→ Problem to work on: Copy the stretch of lines from the start of the records through the line containing "negative clicks: (738, 312) (766, 359)", word for word.

→ Data records:
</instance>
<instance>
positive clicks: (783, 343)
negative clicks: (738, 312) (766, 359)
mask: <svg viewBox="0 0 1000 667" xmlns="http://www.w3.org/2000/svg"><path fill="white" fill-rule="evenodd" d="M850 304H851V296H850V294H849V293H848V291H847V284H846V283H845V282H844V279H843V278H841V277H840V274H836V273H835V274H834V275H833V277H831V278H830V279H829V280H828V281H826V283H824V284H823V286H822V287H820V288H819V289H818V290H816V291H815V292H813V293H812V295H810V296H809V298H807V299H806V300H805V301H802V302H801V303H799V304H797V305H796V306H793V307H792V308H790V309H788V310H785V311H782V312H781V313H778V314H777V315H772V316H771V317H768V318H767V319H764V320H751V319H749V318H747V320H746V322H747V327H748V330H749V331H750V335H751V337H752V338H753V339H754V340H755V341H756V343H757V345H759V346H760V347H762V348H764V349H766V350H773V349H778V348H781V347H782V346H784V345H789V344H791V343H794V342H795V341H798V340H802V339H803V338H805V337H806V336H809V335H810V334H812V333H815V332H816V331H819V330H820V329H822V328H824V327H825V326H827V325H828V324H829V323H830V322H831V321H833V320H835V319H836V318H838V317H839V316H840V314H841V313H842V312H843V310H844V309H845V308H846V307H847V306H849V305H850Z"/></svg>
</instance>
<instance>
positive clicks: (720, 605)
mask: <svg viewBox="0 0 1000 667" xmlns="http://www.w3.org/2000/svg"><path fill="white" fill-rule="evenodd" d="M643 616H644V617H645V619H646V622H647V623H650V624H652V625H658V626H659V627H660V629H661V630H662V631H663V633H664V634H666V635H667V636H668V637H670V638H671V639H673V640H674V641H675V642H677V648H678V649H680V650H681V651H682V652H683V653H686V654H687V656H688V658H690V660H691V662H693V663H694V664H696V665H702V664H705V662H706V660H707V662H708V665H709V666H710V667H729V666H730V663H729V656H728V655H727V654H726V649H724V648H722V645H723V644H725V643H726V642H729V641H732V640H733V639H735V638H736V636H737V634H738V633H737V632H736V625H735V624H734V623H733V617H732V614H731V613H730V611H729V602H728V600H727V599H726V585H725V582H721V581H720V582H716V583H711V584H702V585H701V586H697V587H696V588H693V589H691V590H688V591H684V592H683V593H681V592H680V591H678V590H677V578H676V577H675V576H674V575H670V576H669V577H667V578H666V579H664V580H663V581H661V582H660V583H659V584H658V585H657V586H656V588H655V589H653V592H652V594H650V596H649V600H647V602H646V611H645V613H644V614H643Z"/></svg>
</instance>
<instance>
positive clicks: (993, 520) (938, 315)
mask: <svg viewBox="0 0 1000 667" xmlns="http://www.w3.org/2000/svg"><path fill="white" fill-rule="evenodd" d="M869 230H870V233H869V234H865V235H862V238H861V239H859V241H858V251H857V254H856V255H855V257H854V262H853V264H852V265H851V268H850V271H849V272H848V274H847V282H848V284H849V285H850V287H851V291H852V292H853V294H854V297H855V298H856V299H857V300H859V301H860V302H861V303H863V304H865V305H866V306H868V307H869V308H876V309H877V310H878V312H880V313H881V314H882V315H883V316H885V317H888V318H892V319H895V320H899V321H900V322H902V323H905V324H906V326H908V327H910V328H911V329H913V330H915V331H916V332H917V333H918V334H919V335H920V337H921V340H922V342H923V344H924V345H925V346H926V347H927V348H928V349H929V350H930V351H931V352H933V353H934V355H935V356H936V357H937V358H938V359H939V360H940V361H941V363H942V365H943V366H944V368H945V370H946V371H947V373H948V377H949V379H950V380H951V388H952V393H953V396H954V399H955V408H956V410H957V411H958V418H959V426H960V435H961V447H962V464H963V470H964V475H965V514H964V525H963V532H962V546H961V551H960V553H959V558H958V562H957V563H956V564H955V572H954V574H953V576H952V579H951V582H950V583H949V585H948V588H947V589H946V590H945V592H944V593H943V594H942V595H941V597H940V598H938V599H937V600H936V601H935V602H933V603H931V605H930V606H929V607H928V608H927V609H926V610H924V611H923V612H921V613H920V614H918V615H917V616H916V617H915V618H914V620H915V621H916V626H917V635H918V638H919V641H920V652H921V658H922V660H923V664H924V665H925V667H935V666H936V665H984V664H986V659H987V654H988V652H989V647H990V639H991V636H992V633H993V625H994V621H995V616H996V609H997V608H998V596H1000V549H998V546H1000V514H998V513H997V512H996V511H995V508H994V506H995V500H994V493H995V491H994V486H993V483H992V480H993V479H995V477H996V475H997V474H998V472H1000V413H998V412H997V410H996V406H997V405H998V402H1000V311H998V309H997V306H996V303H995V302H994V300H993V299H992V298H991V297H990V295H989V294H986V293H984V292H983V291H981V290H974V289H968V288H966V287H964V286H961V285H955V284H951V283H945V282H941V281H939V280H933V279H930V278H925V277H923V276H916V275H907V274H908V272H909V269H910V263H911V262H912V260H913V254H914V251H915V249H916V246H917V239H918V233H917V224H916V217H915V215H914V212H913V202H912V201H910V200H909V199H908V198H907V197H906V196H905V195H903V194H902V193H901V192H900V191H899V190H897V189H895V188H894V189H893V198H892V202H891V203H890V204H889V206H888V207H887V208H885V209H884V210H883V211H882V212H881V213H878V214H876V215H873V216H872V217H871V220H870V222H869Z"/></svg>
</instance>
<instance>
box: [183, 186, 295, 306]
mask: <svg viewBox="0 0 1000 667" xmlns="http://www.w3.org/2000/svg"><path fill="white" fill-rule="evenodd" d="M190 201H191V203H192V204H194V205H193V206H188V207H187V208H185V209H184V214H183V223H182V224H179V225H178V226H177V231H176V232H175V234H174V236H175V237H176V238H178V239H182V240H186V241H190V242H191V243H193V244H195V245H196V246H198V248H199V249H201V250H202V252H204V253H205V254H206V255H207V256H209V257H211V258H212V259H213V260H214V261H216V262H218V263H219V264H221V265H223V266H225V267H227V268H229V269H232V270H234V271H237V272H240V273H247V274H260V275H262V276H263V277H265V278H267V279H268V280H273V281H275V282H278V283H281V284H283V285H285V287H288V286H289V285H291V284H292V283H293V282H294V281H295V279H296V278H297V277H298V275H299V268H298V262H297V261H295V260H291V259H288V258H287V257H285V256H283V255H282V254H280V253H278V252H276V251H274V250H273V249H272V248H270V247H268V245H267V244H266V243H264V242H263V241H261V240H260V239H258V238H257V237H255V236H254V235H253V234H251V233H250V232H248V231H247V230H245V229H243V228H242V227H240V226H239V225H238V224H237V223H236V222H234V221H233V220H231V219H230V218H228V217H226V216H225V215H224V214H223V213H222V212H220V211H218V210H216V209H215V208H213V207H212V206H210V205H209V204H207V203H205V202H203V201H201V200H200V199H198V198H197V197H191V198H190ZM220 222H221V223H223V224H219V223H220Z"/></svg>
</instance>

→ Solution to the exercise:
</instance>
<instance>
positive clicks: (783, 343)
negative clicks: (738, 312) (766, 359)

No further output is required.